Document text
────────────────────
Safety gradient pressure in the dynamic safety model

Rasmussen’s model also includes gradients that work in opposition to the Safety Gradient Pressure. His model includes both “management pressure towards efficiency” (arising from management or market forces for productivity or cost) and a “gradient towards least effort” (arising from worker behavior). Here, we represent the opposition to the safety gradient as the efficiency gradient pressure, recalling that this gradient comprises pressures arising from both forces, consistent with our choice to model the landscape in one dimension. Figure 7 completes our model by adding structure for the efficiency gradient pressure, exactly analogous to the safety gradient pressure. There is an implicit efficiency goal at a given distance from the economic failure boundary, where that distance is specified by the parameter desired distance from econ boundary. Comparison of the perceived operating point to the efficiency goal yields an efficiency gradient pressure, similar but opposite to the safety gradient pressure. When the efficiency goal is below the perceived operating point (i.e., the management desires more efficiency or lower costs), the efficiency gradient pressure acts as a multiplier of the operating point kernel to determine the indicated operating point. The two pressures combine to form net pressure, which exerts its influence on the indicated operating point and over time causes movement in the operating point kernel.
────────────────────
Recorded information
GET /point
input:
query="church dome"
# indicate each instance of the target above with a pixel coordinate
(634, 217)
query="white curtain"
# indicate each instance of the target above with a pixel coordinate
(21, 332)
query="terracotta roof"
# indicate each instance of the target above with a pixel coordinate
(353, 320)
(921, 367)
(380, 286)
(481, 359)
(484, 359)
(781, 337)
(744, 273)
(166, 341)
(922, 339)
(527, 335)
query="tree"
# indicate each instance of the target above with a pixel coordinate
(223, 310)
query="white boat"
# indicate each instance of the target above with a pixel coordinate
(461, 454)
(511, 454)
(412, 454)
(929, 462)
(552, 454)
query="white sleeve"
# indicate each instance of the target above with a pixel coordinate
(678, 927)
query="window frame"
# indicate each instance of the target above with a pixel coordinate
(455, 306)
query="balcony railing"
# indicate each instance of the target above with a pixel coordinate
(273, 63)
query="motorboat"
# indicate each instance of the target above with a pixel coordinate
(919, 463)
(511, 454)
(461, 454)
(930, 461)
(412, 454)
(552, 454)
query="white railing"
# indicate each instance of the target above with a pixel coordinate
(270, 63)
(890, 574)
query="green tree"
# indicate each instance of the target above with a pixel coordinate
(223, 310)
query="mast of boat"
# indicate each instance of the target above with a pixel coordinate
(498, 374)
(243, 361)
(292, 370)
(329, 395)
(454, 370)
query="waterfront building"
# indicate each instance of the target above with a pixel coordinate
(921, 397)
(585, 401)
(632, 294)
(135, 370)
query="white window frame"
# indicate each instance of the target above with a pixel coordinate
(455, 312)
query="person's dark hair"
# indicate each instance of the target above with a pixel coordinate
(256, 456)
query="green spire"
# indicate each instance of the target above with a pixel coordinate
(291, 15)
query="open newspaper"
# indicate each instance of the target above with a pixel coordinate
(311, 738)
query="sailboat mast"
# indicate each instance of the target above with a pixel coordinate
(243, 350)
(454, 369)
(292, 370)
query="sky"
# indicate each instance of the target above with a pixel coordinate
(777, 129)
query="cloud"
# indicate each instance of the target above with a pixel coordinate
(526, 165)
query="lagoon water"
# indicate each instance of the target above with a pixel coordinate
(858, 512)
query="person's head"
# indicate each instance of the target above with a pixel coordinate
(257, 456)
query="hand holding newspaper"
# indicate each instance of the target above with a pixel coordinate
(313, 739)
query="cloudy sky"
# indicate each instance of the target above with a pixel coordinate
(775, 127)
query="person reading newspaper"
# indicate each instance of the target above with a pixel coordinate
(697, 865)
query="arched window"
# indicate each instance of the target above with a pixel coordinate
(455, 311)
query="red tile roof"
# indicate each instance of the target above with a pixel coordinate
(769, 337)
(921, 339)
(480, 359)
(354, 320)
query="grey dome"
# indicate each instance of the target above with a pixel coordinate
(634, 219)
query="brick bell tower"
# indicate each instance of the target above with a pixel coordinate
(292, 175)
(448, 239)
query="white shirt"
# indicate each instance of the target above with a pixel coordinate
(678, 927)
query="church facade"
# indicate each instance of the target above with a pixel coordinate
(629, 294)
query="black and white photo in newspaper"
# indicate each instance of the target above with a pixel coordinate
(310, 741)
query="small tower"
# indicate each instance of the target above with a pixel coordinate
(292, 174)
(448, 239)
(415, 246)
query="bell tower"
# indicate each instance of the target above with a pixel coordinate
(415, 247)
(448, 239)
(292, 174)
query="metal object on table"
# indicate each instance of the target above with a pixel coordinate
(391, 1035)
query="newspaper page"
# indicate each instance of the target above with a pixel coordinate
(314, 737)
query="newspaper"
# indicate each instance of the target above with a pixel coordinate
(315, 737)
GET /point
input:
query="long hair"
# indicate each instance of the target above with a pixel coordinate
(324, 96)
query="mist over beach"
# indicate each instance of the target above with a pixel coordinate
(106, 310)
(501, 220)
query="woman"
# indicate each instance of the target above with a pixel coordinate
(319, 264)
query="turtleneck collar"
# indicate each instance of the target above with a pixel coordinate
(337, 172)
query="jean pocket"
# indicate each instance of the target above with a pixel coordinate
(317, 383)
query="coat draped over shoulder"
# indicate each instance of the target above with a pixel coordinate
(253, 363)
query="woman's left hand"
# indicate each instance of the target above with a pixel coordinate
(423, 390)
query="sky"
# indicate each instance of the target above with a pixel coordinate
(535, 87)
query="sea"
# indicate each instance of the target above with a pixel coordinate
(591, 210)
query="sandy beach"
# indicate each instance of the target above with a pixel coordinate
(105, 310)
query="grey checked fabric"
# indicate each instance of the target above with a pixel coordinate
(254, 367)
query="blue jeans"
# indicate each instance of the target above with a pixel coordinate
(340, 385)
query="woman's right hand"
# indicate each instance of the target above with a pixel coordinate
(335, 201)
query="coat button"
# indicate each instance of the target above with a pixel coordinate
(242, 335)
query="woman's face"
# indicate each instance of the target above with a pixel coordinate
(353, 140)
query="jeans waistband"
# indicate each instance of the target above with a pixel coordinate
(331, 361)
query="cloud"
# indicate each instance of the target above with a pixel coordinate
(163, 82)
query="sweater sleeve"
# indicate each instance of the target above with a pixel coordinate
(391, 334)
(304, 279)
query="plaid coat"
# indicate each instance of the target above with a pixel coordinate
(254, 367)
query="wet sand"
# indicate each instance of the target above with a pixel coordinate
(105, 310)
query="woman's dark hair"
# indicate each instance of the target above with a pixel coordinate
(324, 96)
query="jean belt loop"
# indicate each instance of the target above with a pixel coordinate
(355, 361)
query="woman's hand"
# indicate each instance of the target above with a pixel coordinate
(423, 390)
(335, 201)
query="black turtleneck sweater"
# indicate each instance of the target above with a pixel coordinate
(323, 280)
────────────────────
Given instruction
Write the next part of the passage on safety and efficiency gradient pressures in the dynamic safety model, picking up after its final sentence. The records play no part in the work that follows.

Reply
Fig. 7
figure 7

Feedback structure of the dynamic safety model

The model includes some functionality for testing and analysis purposes. The model also includes another inflow, not shown in the diagram, to the stock marginal boundary. The inflow is called crisis reset. It is triggered in the instance of a safety failure, defined as the operating point actual moving beyond the acceptable performance boundary. In such a case, the crisis reset inflow resets the value of marginal boundary to the initial value of the marginal boundary.

6.1 Rasmussen’s theory reflected in the model

This section summarizes the mapping of Rasmussen’s dynamic safety model with the formalized model presented here. The causal theory in Rasmussen’s model asserts two causal mechanisms that combine to push the system towards “flirting with the margin” (Cook and Rasmussen 2005, p. 132). The first of these mechanisms is the pressure from management (and workers) to achieve greater efficiency (less efforts) that causes a migration down the gradient away from the boundary of economic failure (unacceptable workload) and towards the marginal (safety) boundary. The balancing loops B1a nd B1b in Fig. 3 operationalize the causal effects of this pressure, and in Fig. 7 we incorporate an Efficiency Goal to avoid getting too close to economic demise.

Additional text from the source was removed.